== DOCUMENT EXCERPT ==
Miller, who was president of the Virginia Tech Union (VTU) during her senior year, attributes her leadership skills to her Tech experience, specifically her interaction with VTU advisor Alan Glick. "Virginia Tech gave me so much of what I needed to just go for it and start a business, even though I had no idea what I was doing." And go for it she did, along the way reminding others to go for it, too. To learn more about Miller's creations and upcoming ventures, visit

Tech stakes claim to the North Pole?

Most of us typically don't travel by helicopter, much less board a Russian nuclear icebreaker for the next leg of our journey, but that's exactly what Gerald H. Elkan (Ph.D. bacteriology '59) did to reach the North Pole last summer--and with a Virginia Tech flag in tow. Professor emeritus of microbiology at North Carolina State University, Elkan was invited, as a member of the American Museum of Natural History in New York, to take part in the expedition, an opportunity that he admits was "hard to turn down."

== EXERCISE OBJECTIVE ==
Rewrite the Virginia Tech alumni notes from "Miller, who was" up to and including "the North Pole?", putting "management skills" wherever "leadership skills" appears. The records come from a different source than the text.

== MATERIAL PROVIDED ==
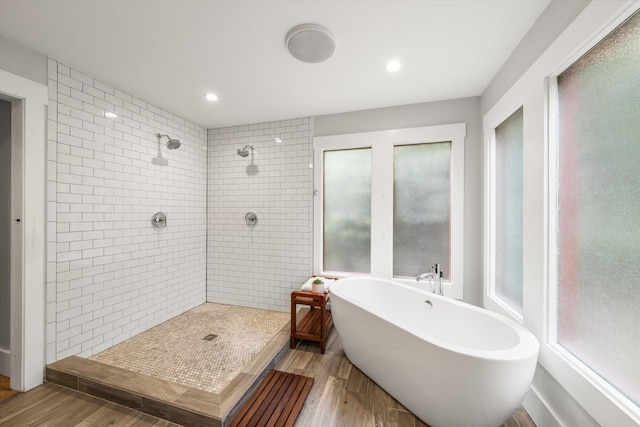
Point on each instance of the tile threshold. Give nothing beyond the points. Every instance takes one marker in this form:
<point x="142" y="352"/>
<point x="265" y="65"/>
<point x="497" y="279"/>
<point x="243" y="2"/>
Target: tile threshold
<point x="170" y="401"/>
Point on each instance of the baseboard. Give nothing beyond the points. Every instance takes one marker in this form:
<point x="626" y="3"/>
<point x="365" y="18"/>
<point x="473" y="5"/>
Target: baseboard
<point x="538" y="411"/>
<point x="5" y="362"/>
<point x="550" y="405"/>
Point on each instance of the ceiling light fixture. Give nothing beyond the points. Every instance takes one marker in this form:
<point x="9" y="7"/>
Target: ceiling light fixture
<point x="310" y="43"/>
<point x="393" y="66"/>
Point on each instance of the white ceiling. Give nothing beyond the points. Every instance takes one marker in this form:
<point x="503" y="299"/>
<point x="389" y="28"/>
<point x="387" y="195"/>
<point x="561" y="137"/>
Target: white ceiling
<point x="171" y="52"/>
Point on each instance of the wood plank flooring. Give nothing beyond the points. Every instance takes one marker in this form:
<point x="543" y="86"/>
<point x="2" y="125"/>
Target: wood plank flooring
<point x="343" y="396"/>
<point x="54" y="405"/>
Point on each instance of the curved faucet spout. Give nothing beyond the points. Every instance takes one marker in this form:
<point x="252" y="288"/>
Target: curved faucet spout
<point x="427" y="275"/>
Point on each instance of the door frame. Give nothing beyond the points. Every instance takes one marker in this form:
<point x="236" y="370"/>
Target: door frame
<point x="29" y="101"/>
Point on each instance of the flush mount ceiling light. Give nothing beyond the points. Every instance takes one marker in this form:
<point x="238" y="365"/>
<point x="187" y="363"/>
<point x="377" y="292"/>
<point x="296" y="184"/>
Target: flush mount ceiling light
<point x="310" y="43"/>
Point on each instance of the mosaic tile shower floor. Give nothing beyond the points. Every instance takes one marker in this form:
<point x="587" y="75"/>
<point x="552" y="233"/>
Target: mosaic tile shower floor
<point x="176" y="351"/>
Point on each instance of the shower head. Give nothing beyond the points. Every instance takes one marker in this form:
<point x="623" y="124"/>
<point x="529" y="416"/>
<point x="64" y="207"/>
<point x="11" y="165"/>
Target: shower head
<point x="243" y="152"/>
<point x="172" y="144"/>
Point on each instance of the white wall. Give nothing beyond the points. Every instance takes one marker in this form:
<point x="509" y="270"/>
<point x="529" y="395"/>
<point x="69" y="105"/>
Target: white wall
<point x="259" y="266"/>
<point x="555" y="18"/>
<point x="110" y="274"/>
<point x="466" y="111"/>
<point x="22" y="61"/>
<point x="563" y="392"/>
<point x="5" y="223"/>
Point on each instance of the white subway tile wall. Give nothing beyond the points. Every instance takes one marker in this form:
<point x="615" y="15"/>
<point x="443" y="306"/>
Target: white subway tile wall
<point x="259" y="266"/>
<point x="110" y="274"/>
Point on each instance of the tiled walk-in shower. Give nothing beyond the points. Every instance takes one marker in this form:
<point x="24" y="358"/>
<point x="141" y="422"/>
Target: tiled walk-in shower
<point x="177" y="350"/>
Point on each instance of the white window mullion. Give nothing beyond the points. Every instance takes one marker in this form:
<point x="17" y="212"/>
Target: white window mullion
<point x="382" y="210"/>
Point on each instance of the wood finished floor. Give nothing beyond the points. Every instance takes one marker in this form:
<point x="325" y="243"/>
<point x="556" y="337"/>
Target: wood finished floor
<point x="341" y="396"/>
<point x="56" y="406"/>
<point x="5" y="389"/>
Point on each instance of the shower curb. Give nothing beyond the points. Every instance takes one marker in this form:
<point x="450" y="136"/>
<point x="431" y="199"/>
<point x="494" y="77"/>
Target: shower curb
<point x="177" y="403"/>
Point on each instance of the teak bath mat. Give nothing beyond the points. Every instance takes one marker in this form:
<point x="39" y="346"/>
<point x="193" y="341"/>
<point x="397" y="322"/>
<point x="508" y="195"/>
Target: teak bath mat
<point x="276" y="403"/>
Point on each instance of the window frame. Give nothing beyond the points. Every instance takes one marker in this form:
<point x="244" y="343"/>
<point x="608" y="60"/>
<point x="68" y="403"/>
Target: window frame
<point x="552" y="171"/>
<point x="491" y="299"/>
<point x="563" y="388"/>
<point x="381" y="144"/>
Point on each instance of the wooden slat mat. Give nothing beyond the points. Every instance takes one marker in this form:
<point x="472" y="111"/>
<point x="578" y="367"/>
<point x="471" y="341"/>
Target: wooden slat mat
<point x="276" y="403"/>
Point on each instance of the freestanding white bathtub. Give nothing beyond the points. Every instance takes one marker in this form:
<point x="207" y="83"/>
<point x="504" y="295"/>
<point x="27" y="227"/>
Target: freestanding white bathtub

== WRITTEN REPLY ==
Miller, who was president of the Virginia Tech Union (VTU) during her senior year, attributes her management skills to her Tech experience, specifically her interaction with VTU advisor Alan Glick. "Virginia Tech gave me so much of what I needed to just go for it and start a business, even though I had no idea what I was doing." And go for it she did, along the way reminding others to go for it, too. To learn more about Miller's creations and upcoming ventures, visit

Tech stakes claim to the North Pole?